- WHAT YOU WILL DO -
From the first line to the last, copy the listing below word for word.
── MATERIAL FOR THIS EXERCISE ──
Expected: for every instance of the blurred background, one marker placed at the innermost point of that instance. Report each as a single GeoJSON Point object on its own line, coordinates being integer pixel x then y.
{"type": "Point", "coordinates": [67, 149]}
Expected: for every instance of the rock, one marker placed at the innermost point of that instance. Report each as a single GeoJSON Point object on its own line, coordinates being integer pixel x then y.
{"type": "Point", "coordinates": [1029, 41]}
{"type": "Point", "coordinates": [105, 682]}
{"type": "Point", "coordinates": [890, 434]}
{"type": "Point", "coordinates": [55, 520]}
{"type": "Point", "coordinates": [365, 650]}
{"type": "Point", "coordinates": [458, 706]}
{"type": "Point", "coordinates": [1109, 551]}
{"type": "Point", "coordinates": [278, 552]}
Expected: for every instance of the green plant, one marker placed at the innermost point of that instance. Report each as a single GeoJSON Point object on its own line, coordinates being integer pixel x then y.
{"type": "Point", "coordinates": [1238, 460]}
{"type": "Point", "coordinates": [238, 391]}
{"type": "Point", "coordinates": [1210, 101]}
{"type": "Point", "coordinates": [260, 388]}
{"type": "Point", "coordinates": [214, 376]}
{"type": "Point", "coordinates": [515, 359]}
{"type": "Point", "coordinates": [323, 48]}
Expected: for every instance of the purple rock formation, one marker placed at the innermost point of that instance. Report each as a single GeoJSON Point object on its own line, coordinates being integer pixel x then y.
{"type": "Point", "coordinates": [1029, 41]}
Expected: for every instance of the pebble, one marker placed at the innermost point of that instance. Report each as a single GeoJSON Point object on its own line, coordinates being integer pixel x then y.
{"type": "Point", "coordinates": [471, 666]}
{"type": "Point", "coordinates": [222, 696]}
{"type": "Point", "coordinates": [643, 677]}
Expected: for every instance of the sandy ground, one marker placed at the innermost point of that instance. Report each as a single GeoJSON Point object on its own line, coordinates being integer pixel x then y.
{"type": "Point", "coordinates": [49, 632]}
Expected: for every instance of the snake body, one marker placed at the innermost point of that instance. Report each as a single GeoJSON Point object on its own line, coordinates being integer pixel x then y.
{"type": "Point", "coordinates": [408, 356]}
───
- TASK RESPONSE -
Expected: for every instance of the blurred background, one marker placed at the innermost point of that instance. Report each as a single GeoJSON Point object on its own line, coordinates being integer pixel x then y.
{"type": "Point", "coordinates": [67, 149]}
Expected: for every instance of the rock, one marker placed at the innermost point of that instance. Report each as a single GeoJSON Point object on its own line, coordinates being integer pixel x then y.
{"type": "Point", "coordinates": [1029, 41]}
{"type": "Point", "coordinates": [105, 682]}
{"type": "Point", "coordinates": [890, 434]}
{"type": "Point", "coordinates": [55, 520]}
{"type": "Point", "coordinates": [365, 650]}
{"type": "Point", "coordinates": [458, 706]}
{"type": "Point", "coordinates": [1109, 551]}
{"type": "Point", "coordinates": [278, 552]}
Expected: for every instance of the green plant, one marker placed at the innermost point of that instance. Report each as a single GeoJSON Point object on its own line, coordinates being integer pixel x then y.
{"type": "Point", "coordinates": [1238, 460]}
{"type": "Point", "coordinates": [238, 391]}
{"type": "Point", "coordinates": [1210, 101]}
{"type": "Point", "coordinates": [260, 388]}
{"type": "Point", "coordinates": [214, 376]}
{"type": "Point", "coordinates": [515, 359]}
{"type": "Point", "coordinates": [323, 48]}
Expected: for every instance of the purple rock formation, one marker placed at the innermost point of that instance. Report each as a single GeoJSON Point object on its own line, coordinates being integer pixel x then y.
{"type": "Point", "coordinates": [1029, 41]}
Expected: for every instance of the pebble, one marker placed at the innermost point of that instance. Report each as a single GeoJSON Point object on its own line, coordinates being integer pixel x then y.
{"type": "Point", "coordinates": [471, 666]}
{"type": "Point", "coordinates": [222, 696]}
{"type": "Point", "coordinates": [643, 677]}
Expected: for every instance of the sandy ground, one marker placed at the innermost point of that instance. Report each as a single GeoJSON Point object on its own line, coordinates being integer pixel x then y.
{"type": "Point", "coordinates": [49, 632]}
Expected: for every instance of the snake body, one marker placed at the innermost point of that instance. Report each as a single GeoJSON Point object on its own line, coordinates being integer pixel x then y.
{"type": "Point", "coordinates": [408, 356]}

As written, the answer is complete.